### [Source passage]
[Bf-viewport] Render Layers, Object Layers and Viewport

Brecht Van Lommel brechtvanlommel at pandora.be
Thu Oct 6 02:28:06 CEST 2016


Hi Julian,

I explained my reasoning in the task, but yes I think the object layer
and render layer unification can't really work. At least not if the
combined layer handles the same use cases that we have object and
render layers for now. What I could imagine working for example is
unifying object layers and groups, or perhaps transferring some
responsibilities from groups to layers, limiting groups to be a
tagging system while layers would become more like USD layers. There's
many possibilities here.

However regardless of the object layers/groups design, the viewport
might work mostly the same? The important layer concept for the
viewport could be the render layer, and each render layer (or the full
scene) would provide some list of visible objects to the viewport and
renderer. If that list is defined by object groups, object layers, or
something else would not be a not a major concern for the viewport
design.


Currently the purpose of render layers is for compositing, either with
compositing nodes in Blender or in an external application. You split
the render up into separate image buffer, and then manipulate and
recompose them, doing things like color correction, integrating with
real footage, NPR effects, etc. The existing goal here is a good
looking final render, not a specific viewport look for workflow
purposes.

Ideally the existing compositing node graphs would work realtime in
the 3D viewport, though I don't know if that would be within the scope
of the viewport project. They would work similar to compositing nodes
now, with the difference that the render layers can be rendered by
either the viewport in addition to a renderer like Cycles, and the
compositing output could be displayed in the 3D viewport with
manipulators on top.


The big unknown for me is to what extent and how you would be able to
customize the viewport for workflow purposes, and which role (render)
layers play in that, if any.

The simplest solution would be for the 3D viewport to provide a number
of settings as it does now, which control the look of the viewport.
These could be made extensible by addons, and there could be ways to
switch between them quickly using presets. It would be interesting to
get a list of uses cases we care about that need control beyond that,
where you need to involve user defined (render) layers.

Some special viewports I can think of:
* Modeller display to show edited / sculpted object with full shading,
and other objects more muted.
* Material overrides or passes used to inspect surface properties like
UVs, texture resolution or tessellation rate.
* Lighting view where all meshes use clay shading, and all helper
objects besides lamps are hidden.

Still that could perhaps be handled better by an addon, as these might
need to take things like modes, selected/active, objects types, ...

### [Supplied data]

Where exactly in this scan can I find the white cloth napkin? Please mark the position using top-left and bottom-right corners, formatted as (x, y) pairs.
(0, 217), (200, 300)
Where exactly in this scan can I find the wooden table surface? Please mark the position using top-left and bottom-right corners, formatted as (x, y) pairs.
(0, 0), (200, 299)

### [Written exercise 1]
In the message about render layers and the viewport, what does it say render layers are currently used for?
### [Written exercise 2]
Copy the viewport message word for word, everything from "layers play in" down to "defined (render) layers.".

### [Result 1]
Compositing, either with compositing nodes in Blender or in an external application.

### [Result 2]
layers play in that, if any.

The simplest solution would be for the 3D viewport to provide a number
of settings as it does now, which control the look of the viewport.
These could be made extensible by addons, and there could be ways to
switch between them quickly using presets. It would be interesting to
get a list of uses cases we care about that need control beyond that,
where you need to involve user defined (render) layers.